Aim of the task: Name every person identified by name in the article below on the Chattanooga City Council's bonus vote.

Page excerpt:
Chattanooga City Council OKs employee bonuses, but defers relief funding for nonprofits, small businesses

Staff Photo by Robin Rudd / A City of Chattanooga Department of Public Works employee fills a brush truck as storm debris from the April 12th EF3 tornado is removed from along Davidson Road in East Brainerd on April 22, 2020. City employees who weathered a pandemic and tornado are due for a holiday bonus.
Staff Photo by Robin Rudd / A City of Chattanooga Department of Public Works employee fills a brush truck as storm debris from the April 12th EF3 tornado is removed from along Davidson Road in East Brainerd on April 22, 2020. City employees who weathered a pandemic and tornado are due for a holiday bonus.

Chattanooga city employees will receive one-time bonuses before Christmas after the City Council passed half of a proposed budget amendment. Meanwhile, additional coronavirus relief funding for small businesses and nonprofits has been deferred until next year.

During its last meeting of the year, the Chattanooga City Council voted to approve a $1.7 million budget amendment to provide $400 each to employees who were able to work from home during the pandemic and $500 to those who weren't.

The payments, approved late Tuesday, will go to all non-elected city employees on their Dec. 18 paychecks.

The one-time bonuses help employees who didn't receive any raises after the city budget was rocked by the COVID-19 pandemic and an EF-3 tornado on Easter Sunday. Those hurdles resulted in more than $8 million in last-minute cuts, a hiring freeze and other precautions to help the city weather the economic impacts of the virus.

(READ MORE: Before COVID-19, Chattanooga was set to increase minimum wage to $15 to match market)

The other part of the budget amendment introduced late last month by the mayor's office was a proposal to spend another $300,000 of the city's funds for small businesses hurting from the pandemic. The remaining roughly $500,000 in federal relief funding would go to offset other impacts of the virus through donations to nonprofit organizations such as the United Way of Greater Chattanooga.

While the bonuses got unanimous council approval, the nonprofit portion of the remaining expenditure caused enough debate to be deferred by council members until a budget and finance committee meeting at the beginning of the year.

The decision to defer all of the additional spending worried some council members.

"Here's where my concern comes from: we are putting off something that is funding small businesses," Councilman Jerry Mitchell said Tuesday afternoon. "To wait to [Jan.] 5, and today's what, Dec. 15, how many businesses are we going to lose before we even get to the fifth and talk about it again?"

Council Chair Chip Henderson, who has been cautious about spending the remaining dollars throughout the four-week discussion, said the council is using this time to make a more informed decision on how to spend that money and ultimately would lose only about a week if it approved a version effective on second reading, rather than leaving the standard two-week wait period.

"I would prefer that we wait until the fifth to get the information that we requested, that we needed," Henderson said Tuesday. "And I know that in the past we've worked together as a council when we've had concerns, when we've had more information needed. We've worked together to make sure that we make the best decision possible.

"So I would respectfully request that we go ahead and follow our plan of action that we set forth last week and address this on the fifth."

Mitchell agreed, but only after saying he was "very, very, very, very concerned" about losing additional small businesses if the council put the vote off until January.

"I'll respectfully yield about moving to the fifth, but the other thing that concerns me in the delay is the rental assistance policy and the funding to the food banks," Councilman Erskine Oglesby said. "Given the times that we are in, I am getting a lot of calls from people fearful of their inability to feed their families as well as the potential of being evicted."

Henderson said he recognizes the pressure that has been placed on council members in making this decision, but he wants the body to "look professional" and "look like [they] know what [they're] doing when they present it and be able to vote on it."

Kerry Hayes, chief of staff to Mayor Andy Berke, said the administration will work with the council to come up with an alternate plan that it can approve as soon as possible.

"Struggling small businesses and Chattanoogans who are out of work need our help right now," he told the Times Free Press. "We are glad that the city's hard-working employees will receive some assistance before the end of the year, but we will continue to work with the City Council about how we can get more relief to our small businesses and families as soon as possible."

Entries shown:
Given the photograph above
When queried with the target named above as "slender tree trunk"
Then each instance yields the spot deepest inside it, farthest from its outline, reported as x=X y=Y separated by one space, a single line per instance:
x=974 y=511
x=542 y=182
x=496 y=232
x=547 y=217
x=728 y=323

Final answer: Robin Rudd, Jerry Mitchell, Chip Henderson, Erskine Oglesby, Kerry Hayes, Andy Berke